• Supplied passage:
***

West African leaders demand six-month transition after Guinea coup
West Africa's main regional bloc imposed sanctions against the junta in Guinea on Thursday and demanded they return the country to constitutional rule within six months, the president of the bloc's commission said.
West Africa's main regional bloc imposed sanctions against the junta in Guinea on Thursday and demanded they return the country to constitutional rule within six months, the president of the bloc's commission said. After an emergency summit of the Economic Community of West African States (ECOWAS) in Accra, Jean-Claude Kassi Brou said they would freeze the financial assets and impose travel bans for junta members and their relatives.
"In six months elections should be held," Brou said at a briefing, calling for the immediate release of President Alpha Conde, who was ousted in a military coup last week. Regional leaders who took part in the summit hailed the tough measures agreed by the bloc to West and Central Africa's third coup since April. The political turbulence has intensified concerns about a backslide towards military rule in a resource-rich but poverty-stricken region.
Coup leaders in Guinea have not said how long the transitional government will last, or who will lead it. The junta led by Mamady Doumbouya, a former member of the French Foreign Legion, is holding consultations this week with various public figures, groups and business leaders in the country to map a framework for the transition.
As part of the four-day consultation, the junta on Thursday met with Guinea's main business lobby and executives of mining firms operating in its bauxite, gold, iron ore and diamond sectors. Among the attendees at the talks in Conakry was the general manager of Guinea's top bauxite producer Société Minière de Boké (SMB), Frederic Bouzigues.

***

• The data:

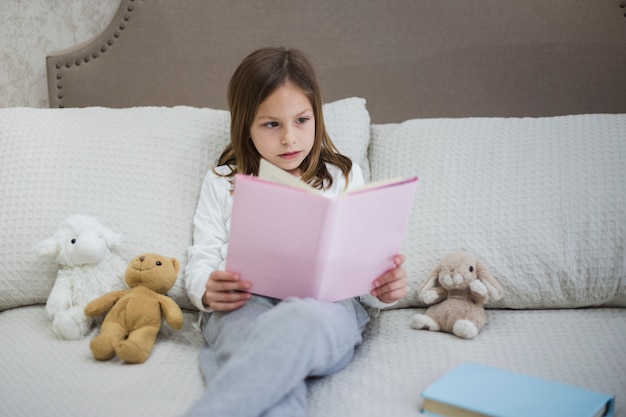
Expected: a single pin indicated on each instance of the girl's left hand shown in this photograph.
(392, 285)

***

• Exercises:
1. Condense the paragraph of the Guinea coup article beginning "Coup leaders in Guinea have not said" into a short bulleted list that keeps its main facts.
2. From the Guinea coup article, transcribe the stretch of text that starts at the words "Coup leaders in" and finishes with "for the transition.".

• Completed exercise:
1.
- Guinea's coup leaders have not said how long the transitional government will last or who will lead it.
- The junta is led by Mamady Doumbouya, a former member of the French Foreign Legion.
- This week it is consulting public figures, groups and business leaders to map a framework for the transition.

2.
Coup leaders in Guinea have not said how long the transitional government will last, or who will lead it. The junta led by Mamady Doumbouya, a former member of the French Foreign Legion, is holding consultations this week with various public figures, groups and business leaders in the country to map a framework for the transition.